EXERCISE AIM: Among the lines of the records, find all that carry the word "below" and copy them.

INPUT DATA:
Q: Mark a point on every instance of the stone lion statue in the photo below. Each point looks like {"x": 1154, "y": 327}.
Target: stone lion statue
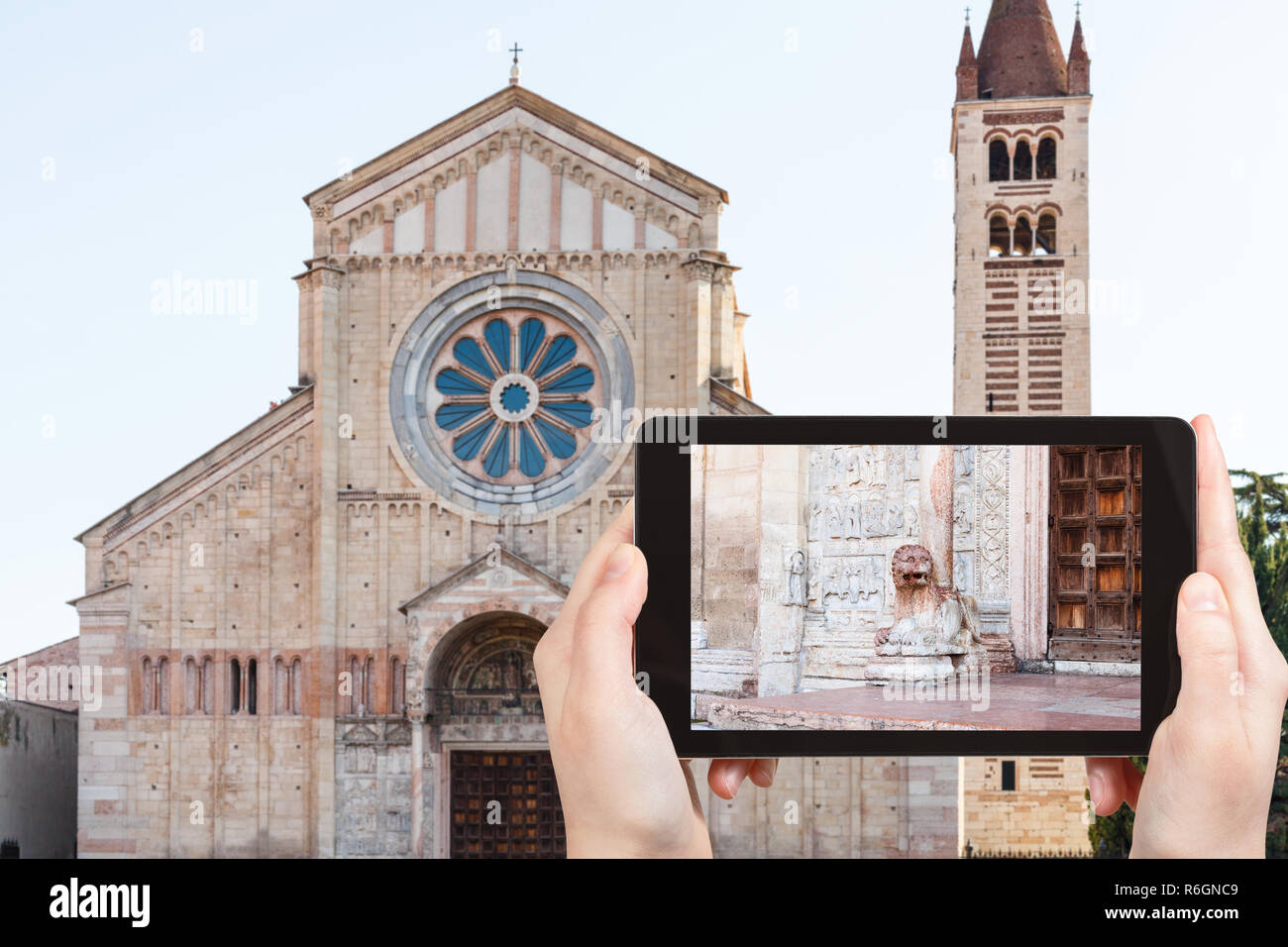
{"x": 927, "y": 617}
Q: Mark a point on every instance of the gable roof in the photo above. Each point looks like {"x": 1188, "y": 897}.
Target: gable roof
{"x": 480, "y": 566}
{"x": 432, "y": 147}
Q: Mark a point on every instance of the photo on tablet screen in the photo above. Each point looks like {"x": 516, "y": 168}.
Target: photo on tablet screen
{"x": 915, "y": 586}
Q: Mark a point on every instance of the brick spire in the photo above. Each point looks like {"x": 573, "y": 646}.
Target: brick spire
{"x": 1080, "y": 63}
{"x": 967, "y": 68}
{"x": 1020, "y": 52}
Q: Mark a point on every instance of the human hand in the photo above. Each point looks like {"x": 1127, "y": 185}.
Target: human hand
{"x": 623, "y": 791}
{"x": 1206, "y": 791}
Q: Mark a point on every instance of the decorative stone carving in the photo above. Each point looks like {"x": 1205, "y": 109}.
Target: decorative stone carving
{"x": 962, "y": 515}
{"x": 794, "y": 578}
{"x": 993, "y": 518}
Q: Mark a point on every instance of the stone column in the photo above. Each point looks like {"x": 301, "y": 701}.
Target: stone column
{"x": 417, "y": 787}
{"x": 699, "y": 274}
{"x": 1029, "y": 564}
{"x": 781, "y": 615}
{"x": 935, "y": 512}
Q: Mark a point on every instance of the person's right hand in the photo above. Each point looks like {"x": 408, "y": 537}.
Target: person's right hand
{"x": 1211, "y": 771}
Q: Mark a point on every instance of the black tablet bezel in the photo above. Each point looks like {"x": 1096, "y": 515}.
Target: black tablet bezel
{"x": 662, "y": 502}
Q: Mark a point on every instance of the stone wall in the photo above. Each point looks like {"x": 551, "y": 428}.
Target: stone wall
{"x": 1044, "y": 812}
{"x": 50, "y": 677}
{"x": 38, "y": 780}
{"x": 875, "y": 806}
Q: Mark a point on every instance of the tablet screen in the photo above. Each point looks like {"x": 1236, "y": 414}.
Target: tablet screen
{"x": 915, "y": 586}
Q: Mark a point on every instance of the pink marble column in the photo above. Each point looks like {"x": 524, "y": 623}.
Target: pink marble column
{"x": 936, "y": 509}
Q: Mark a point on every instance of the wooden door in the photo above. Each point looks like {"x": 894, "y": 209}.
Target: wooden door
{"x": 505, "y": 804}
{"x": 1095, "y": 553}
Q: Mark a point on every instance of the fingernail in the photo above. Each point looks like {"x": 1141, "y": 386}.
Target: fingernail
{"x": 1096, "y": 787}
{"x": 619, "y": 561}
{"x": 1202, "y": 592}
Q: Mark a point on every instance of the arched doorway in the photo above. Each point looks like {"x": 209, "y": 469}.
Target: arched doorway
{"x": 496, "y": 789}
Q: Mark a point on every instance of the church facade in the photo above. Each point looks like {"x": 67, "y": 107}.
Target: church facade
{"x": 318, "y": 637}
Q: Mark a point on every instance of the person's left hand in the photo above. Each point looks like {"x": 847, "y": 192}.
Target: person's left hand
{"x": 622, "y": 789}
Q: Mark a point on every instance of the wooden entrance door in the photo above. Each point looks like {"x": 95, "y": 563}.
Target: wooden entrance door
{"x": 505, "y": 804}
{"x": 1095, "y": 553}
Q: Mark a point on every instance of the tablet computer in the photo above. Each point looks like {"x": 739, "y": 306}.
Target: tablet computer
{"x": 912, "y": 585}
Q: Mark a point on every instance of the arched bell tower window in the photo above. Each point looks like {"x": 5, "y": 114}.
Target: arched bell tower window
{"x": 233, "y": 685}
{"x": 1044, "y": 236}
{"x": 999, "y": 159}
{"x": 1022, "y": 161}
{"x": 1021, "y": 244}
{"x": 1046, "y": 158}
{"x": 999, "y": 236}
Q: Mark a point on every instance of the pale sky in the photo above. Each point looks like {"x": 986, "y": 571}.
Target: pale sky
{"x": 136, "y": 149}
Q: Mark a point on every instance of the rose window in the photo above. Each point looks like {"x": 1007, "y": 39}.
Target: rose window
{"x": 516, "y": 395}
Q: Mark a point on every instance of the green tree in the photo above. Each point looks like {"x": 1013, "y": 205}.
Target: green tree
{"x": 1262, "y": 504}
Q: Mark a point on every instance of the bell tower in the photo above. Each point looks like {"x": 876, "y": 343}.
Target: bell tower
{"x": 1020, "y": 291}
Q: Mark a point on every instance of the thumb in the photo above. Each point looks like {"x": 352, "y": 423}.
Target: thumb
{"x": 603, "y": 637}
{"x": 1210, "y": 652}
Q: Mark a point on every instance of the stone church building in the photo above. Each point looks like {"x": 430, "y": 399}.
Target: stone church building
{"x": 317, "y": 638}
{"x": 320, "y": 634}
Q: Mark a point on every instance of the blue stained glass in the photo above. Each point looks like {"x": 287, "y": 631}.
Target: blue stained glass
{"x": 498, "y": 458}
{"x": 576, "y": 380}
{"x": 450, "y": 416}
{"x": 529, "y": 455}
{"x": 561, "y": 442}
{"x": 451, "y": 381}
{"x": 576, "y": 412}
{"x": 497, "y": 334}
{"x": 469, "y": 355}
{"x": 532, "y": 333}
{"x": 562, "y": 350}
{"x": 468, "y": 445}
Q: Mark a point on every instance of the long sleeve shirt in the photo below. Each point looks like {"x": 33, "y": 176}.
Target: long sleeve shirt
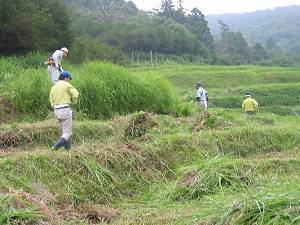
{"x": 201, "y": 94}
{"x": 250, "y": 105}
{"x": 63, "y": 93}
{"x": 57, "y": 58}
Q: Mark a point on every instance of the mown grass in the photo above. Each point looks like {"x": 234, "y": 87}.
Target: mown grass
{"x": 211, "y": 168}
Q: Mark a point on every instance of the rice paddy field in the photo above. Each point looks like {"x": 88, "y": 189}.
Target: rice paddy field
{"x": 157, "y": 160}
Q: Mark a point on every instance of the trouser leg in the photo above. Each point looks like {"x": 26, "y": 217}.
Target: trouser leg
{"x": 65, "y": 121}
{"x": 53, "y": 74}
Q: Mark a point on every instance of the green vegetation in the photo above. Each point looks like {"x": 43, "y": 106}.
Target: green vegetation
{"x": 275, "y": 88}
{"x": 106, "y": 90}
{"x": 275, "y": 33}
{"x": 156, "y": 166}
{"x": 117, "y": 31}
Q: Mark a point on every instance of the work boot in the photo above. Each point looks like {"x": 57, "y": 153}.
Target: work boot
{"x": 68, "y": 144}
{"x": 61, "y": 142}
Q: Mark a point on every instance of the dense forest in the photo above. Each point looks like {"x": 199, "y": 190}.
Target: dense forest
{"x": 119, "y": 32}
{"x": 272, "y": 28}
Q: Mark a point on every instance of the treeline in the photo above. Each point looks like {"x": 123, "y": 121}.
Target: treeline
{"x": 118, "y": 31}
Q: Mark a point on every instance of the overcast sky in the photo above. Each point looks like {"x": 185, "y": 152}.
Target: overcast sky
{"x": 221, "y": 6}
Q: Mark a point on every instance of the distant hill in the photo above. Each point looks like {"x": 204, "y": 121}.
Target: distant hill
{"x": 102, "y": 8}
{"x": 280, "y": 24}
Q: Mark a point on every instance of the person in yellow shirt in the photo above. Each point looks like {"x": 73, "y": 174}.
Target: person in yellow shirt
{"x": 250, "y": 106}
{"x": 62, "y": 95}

ANSWER BOX:
Q: Mark a point on every instance of the stone lion statue in the photo below. Each point looks like {"x": 1154, "y": 327}.
Q: Mark a point on every instance of the long sleeve shirt in the photo below. Each point looks like {"x": 33, "y": 176}.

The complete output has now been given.